* [WORK TO BE COMPLETED]
In the forum thread below on short trips, why does dseag2 feel ready to take a cruise alone? Explain in one to three sentences.

* [GIVEN TEXT]
# Revitalize yourself...



## Jace (Feb 22, 2022)

Studies show frequent three or four day trips are just as revitalizing 
as longer vacations, so get going!

Do you/have you...and where?


----------



## RFW (Feb 22, 2022)

If I go to another continent, I usually spend about a week in each country. In-country, around 2-3 days.


----------



## Gaer (Feb 22, 2022)

Even a one day road trip on back roads renews me!  I like to go where there is a stream to sit by.
(yes, I'm weird!)


----------



## Chet (Feb 22, 2022)

Long vacations get tiring; especially living out of a bag. Then there is the hassle of flying these days.


----------



## Shero (Feb 22, 2022)

Yes I agree, it is good to get away and immerse yourself in the things you love the most.
Ours is sailing, nothing better!


----------



## dseag2 (Feb 22, 2022)

We went on a 7-day cruise to the Greek Isles last September.  We've been to Greece many times but it was still rejuvenating to get away.  We went to Florida for 4 days over New Year's to visit family.  It was great.  I'm going on a 7-day Caribbean cruise by myself on March 13 (my Partner works).  I'm looking forward to the warmth, good food and entertainment and getting lost in a good book.  Just a change of scenery will do wonders.


----------



## RFW (Feb 22, 2022)

dseag2 said:


> We went on a 7-day cruise to the Greek Isles last September.  We've been to Greece many times but it was still rejuvenating to get away.  We went to Florida for 4 days over New Year's to visit family.  It was great.  I'm going on a 7-day Caribbean cruise by myself on March 13 (my Partner works).  I'm looking forward to the warmth, good food and entertainment and getting lost in a good book.  Just a change of scenery will do wonders.


I can never travel alone. I see couples holding hands and I feel sad.


----------



## dseag2 (Feb 22, 2022)

RFW said:


> I can never travel alone. I see couples holding hands and I feel sad.


Since my partner went back to work in August 2020 I am used to being by myself so I think it has prepared me.  It is going to be very weird but I need to get away.

I was supposed to have traveled with a friend this month but couldn't make it due to an ice storm in Dallas.  She just got back today and gave me a full run-down of what a great time she had.  She is not a Night Owl like I am but she said the evening entertainment was fantastic.  I will be out all night and will be sleeping in every day.

Hang in there.  I know you want someone in your life.  I'm sure you will find him because you seem to be a great person.  Just be sure to enjoy your own company first.


----------



## RFW (Feb 22, 2022)

dseag2 said:


> Since my partner went back to work in August 2020 I am used to being by myself so I think it has prepared me.  It is going to be very weird but I need to get away.
> 
> I was supposed to have traveled with a friend this month but couldn't make it due to an ice storm in Dallas.  She just got back today and gave me a full run-down of what a great time she had.  She is not a Night Owl like I am but she said the evening entertainment was fantastic.  I will be out all night and will be sleeping in every day.
> 
> Hang in there.  I know you want someone in your life.  I'm sure you will find him because you seem to be a great person.  Just be sure to enjoy your own company first.

* [RAW DATA]
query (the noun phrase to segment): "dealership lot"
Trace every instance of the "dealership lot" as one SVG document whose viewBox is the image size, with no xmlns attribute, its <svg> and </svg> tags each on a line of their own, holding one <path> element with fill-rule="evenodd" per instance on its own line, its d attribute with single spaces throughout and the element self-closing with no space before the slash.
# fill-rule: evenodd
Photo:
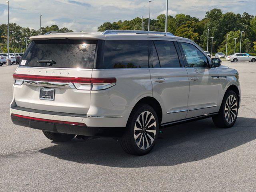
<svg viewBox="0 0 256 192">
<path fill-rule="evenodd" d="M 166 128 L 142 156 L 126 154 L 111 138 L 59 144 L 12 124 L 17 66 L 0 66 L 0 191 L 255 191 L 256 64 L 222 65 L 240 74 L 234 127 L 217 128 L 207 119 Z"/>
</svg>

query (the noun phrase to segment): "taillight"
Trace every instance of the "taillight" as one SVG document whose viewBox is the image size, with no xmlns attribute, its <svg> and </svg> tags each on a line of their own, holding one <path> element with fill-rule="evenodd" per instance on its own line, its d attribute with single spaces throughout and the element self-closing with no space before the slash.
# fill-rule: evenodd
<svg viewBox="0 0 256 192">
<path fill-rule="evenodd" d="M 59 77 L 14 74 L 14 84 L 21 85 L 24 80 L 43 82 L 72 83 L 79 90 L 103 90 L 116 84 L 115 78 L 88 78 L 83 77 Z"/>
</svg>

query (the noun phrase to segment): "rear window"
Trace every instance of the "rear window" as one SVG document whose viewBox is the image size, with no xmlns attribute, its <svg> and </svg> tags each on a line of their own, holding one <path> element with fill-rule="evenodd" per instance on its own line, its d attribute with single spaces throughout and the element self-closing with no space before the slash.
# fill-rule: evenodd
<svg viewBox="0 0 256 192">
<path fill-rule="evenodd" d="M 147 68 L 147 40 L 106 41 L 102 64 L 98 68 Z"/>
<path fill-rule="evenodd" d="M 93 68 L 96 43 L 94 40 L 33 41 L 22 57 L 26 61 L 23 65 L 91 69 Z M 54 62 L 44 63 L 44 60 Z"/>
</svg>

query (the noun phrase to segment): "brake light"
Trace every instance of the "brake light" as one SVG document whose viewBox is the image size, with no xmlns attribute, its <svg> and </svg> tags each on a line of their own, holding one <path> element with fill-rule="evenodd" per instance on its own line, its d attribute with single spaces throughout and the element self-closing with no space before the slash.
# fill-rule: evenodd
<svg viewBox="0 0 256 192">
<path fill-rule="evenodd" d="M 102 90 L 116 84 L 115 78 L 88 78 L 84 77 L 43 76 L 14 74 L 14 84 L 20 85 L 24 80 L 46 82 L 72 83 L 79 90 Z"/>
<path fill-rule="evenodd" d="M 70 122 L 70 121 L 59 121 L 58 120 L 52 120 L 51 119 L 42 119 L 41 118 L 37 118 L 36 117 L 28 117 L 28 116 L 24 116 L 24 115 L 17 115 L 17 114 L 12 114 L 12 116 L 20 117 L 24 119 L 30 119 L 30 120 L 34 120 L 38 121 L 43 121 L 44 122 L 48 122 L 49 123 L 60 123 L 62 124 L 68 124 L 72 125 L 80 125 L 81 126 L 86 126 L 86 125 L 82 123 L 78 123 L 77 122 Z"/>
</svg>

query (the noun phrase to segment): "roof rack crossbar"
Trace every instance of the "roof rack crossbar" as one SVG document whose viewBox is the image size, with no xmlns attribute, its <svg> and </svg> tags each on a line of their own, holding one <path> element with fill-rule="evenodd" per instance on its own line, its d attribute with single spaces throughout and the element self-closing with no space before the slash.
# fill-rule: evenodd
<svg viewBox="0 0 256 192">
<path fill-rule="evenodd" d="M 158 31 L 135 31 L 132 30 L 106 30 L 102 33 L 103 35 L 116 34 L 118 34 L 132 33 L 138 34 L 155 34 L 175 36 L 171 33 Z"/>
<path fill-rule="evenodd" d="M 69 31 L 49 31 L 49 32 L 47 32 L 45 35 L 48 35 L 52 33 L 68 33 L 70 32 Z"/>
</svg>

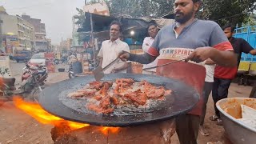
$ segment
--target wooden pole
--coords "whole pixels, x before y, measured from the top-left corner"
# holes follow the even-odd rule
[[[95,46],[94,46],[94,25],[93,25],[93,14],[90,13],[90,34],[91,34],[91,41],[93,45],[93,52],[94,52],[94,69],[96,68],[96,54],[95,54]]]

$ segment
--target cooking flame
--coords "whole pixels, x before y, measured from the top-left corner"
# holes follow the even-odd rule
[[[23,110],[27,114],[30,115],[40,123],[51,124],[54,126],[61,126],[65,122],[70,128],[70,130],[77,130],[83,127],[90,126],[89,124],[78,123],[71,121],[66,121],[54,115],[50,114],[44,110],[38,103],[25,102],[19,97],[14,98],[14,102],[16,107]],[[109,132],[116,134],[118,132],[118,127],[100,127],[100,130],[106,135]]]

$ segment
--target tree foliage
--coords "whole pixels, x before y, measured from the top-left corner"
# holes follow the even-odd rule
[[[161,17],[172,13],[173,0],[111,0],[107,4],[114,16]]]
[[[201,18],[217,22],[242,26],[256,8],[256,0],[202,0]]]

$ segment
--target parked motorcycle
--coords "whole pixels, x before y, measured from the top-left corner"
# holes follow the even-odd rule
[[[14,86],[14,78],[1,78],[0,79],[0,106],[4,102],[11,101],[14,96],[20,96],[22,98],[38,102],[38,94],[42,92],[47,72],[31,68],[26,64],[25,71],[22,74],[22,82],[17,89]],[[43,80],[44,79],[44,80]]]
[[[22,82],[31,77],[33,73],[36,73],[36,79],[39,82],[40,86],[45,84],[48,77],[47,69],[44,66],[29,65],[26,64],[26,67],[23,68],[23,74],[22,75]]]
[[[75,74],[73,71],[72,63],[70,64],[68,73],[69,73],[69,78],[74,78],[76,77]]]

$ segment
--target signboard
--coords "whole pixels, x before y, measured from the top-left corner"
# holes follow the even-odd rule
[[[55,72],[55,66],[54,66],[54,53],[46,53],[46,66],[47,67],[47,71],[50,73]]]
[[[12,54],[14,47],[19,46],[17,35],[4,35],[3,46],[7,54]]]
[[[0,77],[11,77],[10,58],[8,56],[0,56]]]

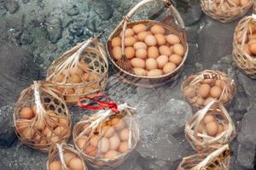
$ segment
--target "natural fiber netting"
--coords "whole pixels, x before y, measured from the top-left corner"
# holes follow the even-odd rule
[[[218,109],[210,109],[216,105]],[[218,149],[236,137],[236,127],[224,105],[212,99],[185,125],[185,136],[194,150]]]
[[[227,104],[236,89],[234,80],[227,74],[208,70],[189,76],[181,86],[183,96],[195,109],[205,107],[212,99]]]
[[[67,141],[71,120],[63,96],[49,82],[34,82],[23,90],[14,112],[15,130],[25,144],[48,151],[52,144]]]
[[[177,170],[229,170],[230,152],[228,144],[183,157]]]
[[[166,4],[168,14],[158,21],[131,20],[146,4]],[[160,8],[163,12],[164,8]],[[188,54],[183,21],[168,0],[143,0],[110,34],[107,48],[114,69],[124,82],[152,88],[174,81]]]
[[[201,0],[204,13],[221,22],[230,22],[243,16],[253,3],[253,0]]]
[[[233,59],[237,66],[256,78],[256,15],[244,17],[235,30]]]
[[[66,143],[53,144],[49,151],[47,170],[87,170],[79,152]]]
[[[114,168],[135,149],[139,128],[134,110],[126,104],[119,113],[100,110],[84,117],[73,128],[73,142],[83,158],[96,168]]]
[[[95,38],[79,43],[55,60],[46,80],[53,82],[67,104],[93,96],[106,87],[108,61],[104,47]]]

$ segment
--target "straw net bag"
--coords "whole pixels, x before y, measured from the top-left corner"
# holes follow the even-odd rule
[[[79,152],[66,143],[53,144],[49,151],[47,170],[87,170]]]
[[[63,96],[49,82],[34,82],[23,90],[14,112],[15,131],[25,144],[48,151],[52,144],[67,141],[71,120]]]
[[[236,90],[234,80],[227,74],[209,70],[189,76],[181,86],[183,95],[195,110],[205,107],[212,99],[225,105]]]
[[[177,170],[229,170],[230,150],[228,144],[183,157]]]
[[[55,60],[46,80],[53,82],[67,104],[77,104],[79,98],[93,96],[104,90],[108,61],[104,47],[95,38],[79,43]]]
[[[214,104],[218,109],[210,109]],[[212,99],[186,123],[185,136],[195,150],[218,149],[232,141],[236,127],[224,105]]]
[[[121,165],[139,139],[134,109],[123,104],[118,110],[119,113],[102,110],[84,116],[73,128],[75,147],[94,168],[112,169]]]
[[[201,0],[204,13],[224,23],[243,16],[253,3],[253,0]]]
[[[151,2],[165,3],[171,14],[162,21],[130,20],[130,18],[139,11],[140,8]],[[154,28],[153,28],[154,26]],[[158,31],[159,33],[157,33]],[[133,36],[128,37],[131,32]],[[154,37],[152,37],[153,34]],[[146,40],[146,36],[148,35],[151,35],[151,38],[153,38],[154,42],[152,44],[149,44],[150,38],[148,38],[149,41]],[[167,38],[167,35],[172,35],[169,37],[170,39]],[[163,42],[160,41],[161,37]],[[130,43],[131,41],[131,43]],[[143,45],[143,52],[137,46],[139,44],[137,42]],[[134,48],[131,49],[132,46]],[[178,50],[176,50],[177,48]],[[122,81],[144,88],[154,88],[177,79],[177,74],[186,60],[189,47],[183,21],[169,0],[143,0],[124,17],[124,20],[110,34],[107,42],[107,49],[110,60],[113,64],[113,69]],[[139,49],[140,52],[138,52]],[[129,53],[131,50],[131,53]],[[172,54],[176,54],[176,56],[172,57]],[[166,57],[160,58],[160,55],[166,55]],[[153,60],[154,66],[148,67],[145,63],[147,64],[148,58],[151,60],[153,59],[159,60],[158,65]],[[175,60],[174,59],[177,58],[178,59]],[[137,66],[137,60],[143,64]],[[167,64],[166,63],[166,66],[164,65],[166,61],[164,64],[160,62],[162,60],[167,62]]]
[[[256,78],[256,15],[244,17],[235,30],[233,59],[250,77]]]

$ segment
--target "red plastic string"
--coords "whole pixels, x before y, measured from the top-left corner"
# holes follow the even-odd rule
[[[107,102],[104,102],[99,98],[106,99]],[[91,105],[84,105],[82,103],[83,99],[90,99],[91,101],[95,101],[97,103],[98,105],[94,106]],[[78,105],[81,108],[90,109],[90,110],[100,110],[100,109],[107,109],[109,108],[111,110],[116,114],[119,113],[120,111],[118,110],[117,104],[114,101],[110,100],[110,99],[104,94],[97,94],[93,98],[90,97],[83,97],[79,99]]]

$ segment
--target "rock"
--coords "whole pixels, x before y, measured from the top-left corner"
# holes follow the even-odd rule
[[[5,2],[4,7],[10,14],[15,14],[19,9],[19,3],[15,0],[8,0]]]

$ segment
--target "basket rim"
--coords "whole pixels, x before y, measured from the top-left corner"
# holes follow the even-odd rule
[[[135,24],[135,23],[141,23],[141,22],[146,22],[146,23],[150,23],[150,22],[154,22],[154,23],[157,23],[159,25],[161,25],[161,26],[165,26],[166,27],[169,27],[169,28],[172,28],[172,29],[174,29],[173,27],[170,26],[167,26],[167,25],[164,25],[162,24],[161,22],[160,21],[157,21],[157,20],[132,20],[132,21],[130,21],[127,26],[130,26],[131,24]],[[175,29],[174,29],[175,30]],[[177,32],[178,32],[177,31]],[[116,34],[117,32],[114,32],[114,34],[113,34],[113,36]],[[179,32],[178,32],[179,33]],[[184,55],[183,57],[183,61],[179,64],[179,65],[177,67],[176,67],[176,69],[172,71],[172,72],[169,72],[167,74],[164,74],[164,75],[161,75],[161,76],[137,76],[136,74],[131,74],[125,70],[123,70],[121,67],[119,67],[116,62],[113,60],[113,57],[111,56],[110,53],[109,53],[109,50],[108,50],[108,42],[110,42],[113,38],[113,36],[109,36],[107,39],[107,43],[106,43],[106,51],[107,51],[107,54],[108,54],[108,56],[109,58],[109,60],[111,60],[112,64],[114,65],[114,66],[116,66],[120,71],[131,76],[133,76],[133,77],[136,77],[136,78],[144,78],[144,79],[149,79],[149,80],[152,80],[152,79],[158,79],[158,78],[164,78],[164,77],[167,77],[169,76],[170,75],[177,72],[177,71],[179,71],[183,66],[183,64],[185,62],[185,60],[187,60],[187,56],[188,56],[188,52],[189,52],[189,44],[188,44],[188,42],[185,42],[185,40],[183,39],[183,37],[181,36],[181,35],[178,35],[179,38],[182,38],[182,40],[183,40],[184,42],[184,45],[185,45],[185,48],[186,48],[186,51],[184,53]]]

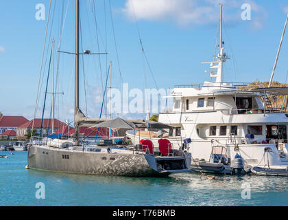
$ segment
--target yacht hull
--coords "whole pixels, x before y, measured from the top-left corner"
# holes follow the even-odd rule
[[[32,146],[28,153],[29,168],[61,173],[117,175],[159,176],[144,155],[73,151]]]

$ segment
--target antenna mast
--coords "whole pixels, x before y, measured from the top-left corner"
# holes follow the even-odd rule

* [THE RESPONSE]
dseag2's partner went back to work in August 2020, so dseag2 has grown used to being alone. dseag2 thinks that time alone has been preparation for traveling solo.